What needs to be done. Could you pick up the passage on the Lake Juliette murders and carry it on from its final sentence?

After going to Cook's home and not finding him, Agent Upton called Cook's father, John Cook, on December 4, 1996. John Cook was an FBI agent and had been an FBI agent for 29 years. Agent Upton said he needed to ask Cook a few questions regarding the Lake Juliette murders, and asked John Cook for assistance in locating him.[2] John Cook said he could probably contact his son. John Cook, who knew about the case from the media but had not worked on it, testified that he did not think his son was a suspect. 
John Cook paged his son several times and at 11:00 p.m. Cook returned his calls. John Cook told his son the GBI was looking for him concerning the Lake Juliette murders and asked him if he knew anything about them. Cook replied, "Daddy, I can't tell you, you're one of them ... you're a cop." John Cook said he was his father first and, believing his son may have been a witness, asked Cook if he was there during the shooting. Cook said yes. John Cook asked his son if he saw who shot them, and Cook replied yes. Although he still thought "maybe he was just there and saw who shot them," John Cook asked his son if he shot them. After a pause, Cook said yes. Cook told his father he was fishing at Lake Juliette and had an argument with the male victim. The male victim threatened him with a gun, and Cook shot the victims in self-defense. Cook realized that the male victim had only threatened him with a pellet gun, and he threw the pellet gun into the woods. John Cook urged his son to go to the authorities but Cook said he was going to run and "just disappear." John Cook was worried that his son was going to kill himself. 
John Cook was stunned by what his son had told him. After speaking with his wife, he called his friend and FBI supervisor, Tom Benson, who was at a conference in New Orleans. He and Benson decided that Benson would fly back to Georgia the next day and the two men would go to Monroe County Sheriff John Bittick, and John Cook would tell the sheriff what his son had told him. They arrived at the Monroe County sheriff's office at about 4:00 p.m. on December 5, 1996.

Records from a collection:

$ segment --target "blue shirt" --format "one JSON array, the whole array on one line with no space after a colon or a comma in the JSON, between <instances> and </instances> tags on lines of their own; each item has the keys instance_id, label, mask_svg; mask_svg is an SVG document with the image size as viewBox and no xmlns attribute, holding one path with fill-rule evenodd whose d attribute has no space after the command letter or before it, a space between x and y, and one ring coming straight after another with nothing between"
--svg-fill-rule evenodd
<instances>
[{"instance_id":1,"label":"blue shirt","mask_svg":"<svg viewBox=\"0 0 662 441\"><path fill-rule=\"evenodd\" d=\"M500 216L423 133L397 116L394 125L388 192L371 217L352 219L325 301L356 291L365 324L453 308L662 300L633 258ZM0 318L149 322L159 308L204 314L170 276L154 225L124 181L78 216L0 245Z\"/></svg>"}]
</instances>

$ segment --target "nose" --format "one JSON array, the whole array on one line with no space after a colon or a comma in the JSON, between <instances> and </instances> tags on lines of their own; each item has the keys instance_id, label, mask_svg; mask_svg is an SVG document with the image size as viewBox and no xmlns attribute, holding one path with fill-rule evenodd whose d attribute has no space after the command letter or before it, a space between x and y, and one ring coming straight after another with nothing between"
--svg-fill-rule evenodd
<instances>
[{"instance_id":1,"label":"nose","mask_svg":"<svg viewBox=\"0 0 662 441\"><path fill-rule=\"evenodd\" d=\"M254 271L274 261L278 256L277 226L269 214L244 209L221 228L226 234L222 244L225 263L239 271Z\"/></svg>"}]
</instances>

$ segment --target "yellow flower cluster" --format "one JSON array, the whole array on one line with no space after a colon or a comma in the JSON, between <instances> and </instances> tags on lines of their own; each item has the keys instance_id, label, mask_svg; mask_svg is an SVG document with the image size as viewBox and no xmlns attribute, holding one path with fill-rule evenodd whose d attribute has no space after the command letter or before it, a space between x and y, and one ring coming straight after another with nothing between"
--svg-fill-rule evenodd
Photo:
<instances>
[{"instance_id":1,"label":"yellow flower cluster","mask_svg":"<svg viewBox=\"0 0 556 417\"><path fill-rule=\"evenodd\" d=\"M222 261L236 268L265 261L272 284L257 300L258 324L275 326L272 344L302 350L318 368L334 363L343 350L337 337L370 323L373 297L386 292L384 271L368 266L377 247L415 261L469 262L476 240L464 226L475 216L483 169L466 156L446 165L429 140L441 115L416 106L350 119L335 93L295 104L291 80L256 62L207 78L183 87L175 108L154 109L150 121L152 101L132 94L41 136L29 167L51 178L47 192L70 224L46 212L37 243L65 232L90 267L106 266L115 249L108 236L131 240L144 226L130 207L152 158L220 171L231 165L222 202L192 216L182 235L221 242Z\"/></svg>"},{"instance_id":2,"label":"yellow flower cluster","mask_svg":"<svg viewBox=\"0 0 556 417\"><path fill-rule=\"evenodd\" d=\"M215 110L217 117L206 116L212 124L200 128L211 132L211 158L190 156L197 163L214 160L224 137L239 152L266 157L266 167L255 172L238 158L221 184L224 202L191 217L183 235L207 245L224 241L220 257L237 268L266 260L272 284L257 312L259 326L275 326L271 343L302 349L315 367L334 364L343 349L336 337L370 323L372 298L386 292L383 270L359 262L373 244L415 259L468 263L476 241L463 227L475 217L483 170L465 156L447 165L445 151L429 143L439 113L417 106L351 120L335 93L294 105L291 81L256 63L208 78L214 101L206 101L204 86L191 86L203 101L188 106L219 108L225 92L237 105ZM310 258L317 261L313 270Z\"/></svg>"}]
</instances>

Result for this task.
At about 11:45 a.m. on December 5, 1996, Cook was arrested by a game warden for shooting deer and turkeys out of season and giving a false name. He was taken to the Jones County sheriff's office. Agent Upton, who did not know about Cook's admission to his father, learned that Cook was being held in Jones County for game violations. He drove to Jones County to question Cook about the Lake Juliette murders. When Agent Upton introduced himself and asked to speak with him about the murders, Cook blurted, "it's been two years since the murders and you guys don't have anything; I had a CRX; I had an AR-15; I had a Ruger P89; you guys are going to try to frame me." Cook added, "get my father and get me [a] lawyer and I'll tell you what you want to hear." The interview terminated. Agent Upton subsequently learned from Sheriff Bittick that John Cook was in Monroe County, and that Cook had made an admission to his father the night before. Agent Upton transported Cook to Monroe County. 
After Cook arrived at the Monroe County sheriff's office, John Cook asked Sheriff Bittick if he could speak with his son, and the sheriff agreed. Cook and his father had a private meeting. Both men were crying and John Cook hugged his son. John Cook told his son he did not believe that he told the whole truth on the phone. Cook replied that there was no pellet gun, that "I pulled in, the car was already there, and I just stopped and shot them." Cook then dragged the female victim from the car to make it look like an assault or robbery. John Cook testified at trial about his son's admissions. 
The police recovered from the current owners the AR-15 rifle and nine millimeter Ruger handgun that Cook owned in January 1995. Ballistics testing revealed that they were the murder weapons. Cook's DNA matched the DNA extracted from the saliva on Cartagena's leg; the state DNA expert testified that only one in twenty thousand Caucasians would exhibit the same DNA profile. 
The evidence was sufficient to enable a rational trier of fact to find Cook guilty of two counts of malice murder and two counts of felony murder beyond a reasonable doubt. The evidence was also sufficient to enable the jury to find the existence of the statutory aggravating circumstance beyond a reasonable doubt.
I oppose the execution of any person who might be innocent of the crime for which they are to be executed. In all other cases, I stand mute with respect to the propriety or wisdom of the execution. In the case of Andrew Allen Cook, I stand mute.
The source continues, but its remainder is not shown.